───── Raw records ─────

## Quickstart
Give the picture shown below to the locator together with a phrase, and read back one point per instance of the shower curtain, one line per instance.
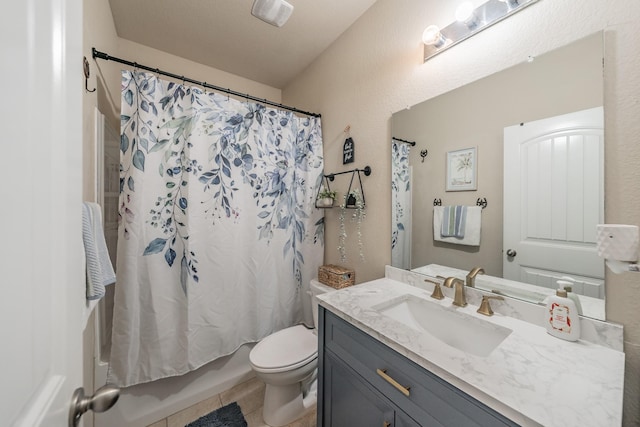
(218, 233)
(401, 206)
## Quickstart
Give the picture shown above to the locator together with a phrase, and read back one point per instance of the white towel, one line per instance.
(472, 227)
(99, 269)
(453, 221)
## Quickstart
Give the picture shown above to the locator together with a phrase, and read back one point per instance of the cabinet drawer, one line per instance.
(429, 397)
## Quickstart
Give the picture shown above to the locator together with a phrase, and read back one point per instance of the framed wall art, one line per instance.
(462, 170)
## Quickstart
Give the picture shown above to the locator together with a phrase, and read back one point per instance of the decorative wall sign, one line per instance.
(461, 170)
(348, 151)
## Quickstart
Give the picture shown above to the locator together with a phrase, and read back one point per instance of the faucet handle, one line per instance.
(437, 290)
(485, 306)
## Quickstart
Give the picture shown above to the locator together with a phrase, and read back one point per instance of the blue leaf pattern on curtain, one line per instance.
(203, 176)
(401, 203)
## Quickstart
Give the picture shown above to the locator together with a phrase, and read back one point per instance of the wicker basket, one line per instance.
(335, 276)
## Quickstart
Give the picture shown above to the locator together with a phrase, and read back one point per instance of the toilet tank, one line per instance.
(317, 288)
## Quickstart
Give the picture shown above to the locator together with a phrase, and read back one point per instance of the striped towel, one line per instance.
(99, 269)
(453, 221)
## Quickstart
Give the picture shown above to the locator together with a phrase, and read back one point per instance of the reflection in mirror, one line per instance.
(566, 80)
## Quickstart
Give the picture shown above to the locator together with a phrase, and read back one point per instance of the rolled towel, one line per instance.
(99, 268)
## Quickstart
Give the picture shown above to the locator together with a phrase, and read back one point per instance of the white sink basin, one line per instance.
(448, 325)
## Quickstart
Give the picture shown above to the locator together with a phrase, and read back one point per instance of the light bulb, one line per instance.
(432, 36)
(465, 14)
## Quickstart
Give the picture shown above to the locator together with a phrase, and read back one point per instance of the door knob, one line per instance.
(103, 399)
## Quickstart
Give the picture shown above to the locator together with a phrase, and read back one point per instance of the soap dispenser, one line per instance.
(568, 286)
(562, 318)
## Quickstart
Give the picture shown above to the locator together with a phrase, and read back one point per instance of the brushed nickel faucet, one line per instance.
(437, 291)
(485, 307)
(459, 297)
(471, 277)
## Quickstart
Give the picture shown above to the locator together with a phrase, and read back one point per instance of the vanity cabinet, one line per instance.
(364, 383)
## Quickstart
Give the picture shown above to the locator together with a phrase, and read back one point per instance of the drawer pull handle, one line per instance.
(387, 378)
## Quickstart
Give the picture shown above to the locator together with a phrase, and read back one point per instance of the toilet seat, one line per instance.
(285, 350)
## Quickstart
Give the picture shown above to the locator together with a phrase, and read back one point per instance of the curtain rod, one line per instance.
(411, 143)
(106, 57)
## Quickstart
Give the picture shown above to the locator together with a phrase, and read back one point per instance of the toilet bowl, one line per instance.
(287, 362)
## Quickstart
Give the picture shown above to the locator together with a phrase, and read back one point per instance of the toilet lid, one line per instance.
(290, 347)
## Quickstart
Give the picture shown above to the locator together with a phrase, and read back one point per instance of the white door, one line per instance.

─────

◆ Problem description
Report each line of the rows above that contains the word "wall", copying every such line in full.

◆ Task output
Give the picture shown above to the locator together with a phrase, and read back one point per instance of the framed wall art, one line per instance.
Give the picture shown above to the locator together with a phrase, and read back one point per instance of the decorative wall sign, one line per instance.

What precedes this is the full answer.